THE TASK »
Work out how many lines of the data contain "driveway" and reply with that number alone.

(Natural-language object grounding data)
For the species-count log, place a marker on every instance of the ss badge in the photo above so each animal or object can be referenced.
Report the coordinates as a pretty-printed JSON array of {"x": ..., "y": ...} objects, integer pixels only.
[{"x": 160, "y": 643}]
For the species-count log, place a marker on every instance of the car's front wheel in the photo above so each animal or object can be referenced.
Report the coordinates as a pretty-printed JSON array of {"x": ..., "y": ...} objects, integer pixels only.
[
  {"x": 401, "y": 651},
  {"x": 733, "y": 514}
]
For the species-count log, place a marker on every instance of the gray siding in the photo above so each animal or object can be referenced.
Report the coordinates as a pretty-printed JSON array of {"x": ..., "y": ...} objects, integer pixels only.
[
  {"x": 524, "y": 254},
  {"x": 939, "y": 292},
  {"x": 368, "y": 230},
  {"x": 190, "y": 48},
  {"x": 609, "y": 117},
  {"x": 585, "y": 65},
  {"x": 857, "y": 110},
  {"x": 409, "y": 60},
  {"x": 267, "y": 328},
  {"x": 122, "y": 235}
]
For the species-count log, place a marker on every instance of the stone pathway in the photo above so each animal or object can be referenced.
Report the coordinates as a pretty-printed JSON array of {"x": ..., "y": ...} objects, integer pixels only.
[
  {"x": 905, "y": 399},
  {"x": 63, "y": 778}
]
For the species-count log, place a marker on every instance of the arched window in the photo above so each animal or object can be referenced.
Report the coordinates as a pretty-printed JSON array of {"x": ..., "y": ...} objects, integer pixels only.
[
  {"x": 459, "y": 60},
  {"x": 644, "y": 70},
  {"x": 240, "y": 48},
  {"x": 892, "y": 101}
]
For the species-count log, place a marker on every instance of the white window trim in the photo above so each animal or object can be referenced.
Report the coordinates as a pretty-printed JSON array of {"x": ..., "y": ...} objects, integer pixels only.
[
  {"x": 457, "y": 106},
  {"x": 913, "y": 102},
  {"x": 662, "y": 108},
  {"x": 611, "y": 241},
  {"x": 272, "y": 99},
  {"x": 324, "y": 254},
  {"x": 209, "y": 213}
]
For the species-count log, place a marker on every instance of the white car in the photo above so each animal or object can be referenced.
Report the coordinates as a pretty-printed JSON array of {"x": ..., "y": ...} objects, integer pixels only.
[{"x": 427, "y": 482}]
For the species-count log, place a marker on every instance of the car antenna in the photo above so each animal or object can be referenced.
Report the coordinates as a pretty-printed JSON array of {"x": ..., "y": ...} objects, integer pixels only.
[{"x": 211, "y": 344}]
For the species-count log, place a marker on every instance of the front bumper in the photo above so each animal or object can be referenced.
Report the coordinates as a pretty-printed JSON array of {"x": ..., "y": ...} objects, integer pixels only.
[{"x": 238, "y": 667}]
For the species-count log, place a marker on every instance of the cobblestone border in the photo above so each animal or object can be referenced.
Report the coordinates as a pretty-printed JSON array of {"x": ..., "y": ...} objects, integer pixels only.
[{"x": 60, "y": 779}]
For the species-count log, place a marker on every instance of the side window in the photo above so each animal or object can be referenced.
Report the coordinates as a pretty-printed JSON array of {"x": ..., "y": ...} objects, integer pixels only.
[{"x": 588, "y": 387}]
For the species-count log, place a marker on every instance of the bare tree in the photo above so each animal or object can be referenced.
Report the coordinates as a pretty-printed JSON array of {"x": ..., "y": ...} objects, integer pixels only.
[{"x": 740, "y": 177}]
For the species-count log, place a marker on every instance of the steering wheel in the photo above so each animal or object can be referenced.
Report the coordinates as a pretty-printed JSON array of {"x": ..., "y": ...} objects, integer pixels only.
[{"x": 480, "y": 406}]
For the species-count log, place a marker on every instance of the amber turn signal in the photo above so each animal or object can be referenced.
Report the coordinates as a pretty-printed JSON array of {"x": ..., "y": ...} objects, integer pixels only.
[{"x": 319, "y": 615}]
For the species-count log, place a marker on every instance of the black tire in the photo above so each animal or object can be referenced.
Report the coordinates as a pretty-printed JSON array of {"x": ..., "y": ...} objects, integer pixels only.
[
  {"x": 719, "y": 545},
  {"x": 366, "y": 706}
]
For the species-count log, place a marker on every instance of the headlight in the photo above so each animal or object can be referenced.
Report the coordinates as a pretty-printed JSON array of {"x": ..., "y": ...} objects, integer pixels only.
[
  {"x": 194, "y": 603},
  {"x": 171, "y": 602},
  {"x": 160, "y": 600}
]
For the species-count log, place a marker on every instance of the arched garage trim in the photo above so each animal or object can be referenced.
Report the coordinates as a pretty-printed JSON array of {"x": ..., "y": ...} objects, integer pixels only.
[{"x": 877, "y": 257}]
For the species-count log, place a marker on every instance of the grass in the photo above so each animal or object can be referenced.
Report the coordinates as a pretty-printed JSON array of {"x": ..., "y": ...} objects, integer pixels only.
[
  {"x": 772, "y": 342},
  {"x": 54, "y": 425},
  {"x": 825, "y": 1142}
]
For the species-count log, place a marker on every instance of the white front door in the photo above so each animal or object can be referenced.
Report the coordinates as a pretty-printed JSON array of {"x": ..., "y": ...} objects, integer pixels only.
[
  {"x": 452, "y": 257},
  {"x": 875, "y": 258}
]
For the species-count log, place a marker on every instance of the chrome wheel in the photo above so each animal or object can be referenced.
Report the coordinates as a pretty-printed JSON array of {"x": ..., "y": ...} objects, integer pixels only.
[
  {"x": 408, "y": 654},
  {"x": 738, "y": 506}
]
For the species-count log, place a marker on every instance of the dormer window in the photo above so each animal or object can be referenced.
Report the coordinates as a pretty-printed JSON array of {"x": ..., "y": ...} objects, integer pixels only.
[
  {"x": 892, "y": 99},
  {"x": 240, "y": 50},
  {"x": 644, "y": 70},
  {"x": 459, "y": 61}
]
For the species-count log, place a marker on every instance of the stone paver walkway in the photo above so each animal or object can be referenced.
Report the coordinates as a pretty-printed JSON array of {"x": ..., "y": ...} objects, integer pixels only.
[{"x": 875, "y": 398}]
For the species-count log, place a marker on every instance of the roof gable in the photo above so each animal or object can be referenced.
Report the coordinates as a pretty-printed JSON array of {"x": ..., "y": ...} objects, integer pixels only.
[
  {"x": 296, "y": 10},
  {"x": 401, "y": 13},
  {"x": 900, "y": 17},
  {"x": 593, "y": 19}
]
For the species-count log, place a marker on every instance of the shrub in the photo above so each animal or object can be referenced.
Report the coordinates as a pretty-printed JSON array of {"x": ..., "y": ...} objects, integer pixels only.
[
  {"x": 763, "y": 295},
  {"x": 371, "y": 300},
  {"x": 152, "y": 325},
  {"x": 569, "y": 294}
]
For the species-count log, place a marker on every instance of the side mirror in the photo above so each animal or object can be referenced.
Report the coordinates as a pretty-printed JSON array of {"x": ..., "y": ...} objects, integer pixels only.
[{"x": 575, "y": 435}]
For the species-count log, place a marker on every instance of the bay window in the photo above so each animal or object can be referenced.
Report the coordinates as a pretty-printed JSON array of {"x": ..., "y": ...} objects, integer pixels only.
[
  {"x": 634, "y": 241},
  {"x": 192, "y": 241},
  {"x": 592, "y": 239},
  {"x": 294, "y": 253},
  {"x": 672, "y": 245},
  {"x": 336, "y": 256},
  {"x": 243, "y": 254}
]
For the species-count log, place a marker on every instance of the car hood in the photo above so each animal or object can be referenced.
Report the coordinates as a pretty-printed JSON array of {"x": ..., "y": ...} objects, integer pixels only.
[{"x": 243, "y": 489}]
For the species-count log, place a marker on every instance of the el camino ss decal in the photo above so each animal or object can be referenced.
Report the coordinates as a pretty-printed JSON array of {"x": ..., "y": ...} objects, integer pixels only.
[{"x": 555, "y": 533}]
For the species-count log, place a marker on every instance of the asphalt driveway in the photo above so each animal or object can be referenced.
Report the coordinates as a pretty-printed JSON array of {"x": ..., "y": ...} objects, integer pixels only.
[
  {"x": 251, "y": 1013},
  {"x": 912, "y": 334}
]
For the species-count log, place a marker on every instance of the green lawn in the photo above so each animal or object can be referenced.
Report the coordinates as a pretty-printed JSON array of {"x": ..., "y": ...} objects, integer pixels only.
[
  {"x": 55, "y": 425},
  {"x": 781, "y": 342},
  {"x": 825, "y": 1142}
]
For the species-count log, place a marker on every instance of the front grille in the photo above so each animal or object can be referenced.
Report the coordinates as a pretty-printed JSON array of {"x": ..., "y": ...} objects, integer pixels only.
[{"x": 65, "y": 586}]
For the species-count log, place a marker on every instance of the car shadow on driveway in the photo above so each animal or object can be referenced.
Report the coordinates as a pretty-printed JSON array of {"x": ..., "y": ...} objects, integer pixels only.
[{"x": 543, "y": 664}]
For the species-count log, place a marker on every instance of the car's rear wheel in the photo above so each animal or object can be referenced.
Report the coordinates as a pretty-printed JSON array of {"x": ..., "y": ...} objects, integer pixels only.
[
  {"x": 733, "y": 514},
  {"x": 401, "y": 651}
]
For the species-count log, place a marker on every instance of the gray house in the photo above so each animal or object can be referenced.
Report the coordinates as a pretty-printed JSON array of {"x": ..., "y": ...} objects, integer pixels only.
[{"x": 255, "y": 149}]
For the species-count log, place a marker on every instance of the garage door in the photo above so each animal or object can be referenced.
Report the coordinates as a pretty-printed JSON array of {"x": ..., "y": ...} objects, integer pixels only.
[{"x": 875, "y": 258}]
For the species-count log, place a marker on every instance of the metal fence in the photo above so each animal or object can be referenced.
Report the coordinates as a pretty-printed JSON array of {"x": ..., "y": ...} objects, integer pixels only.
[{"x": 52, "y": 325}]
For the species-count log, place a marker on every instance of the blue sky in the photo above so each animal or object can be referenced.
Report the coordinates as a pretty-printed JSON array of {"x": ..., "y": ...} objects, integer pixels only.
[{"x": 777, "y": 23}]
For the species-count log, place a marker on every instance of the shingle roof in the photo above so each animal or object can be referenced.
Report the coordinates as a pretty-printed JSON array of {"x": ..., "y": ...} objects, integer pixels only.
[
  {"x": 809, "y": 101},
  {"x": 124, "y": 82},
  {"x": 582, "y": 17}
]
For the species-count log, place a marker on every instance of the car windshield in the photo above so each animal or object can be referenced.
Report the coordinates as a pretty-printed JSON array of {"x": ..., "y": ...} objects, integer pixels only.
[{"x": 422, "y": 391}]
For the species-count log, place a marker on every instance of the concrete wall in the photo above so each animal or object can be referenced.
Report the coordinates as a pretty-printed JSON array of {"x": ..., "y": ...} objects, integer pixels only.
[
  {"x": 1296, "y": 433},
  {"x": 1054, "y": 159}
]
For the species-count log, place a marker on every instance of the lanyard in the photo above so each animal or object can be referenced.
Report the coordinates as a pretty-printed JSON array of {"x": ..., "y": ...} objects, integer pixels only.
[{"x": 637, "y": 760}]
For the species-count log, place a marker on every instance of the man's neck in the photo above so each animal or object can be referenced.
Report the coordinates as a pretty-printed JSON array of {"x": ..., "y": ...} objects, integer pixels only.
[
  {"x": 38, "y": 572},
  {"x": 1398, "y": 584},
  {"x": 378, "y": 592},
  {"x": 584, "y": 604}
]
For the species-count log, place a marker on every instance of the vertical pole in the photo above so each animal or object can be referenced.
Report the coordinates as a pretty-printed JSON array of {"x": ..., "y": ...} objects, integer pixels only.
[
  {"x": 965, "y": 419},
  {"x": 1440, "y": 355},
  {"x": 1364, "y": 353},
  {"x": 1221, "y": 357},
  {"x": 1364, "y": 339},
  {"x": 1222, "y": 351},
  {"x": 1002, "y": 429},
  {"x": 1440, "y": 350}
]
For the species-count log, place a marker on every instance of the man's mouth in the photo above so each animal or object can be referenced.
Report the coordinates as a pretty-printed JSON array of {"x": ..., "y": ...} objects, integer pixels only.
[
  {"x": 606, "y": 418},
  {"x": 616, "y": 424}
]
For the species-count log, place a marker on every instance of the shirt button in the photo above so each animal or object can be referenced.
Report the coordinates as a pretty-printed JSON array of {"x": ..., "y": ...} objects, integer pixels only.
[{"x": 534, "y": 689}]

PROBLEM SOLUTION »
2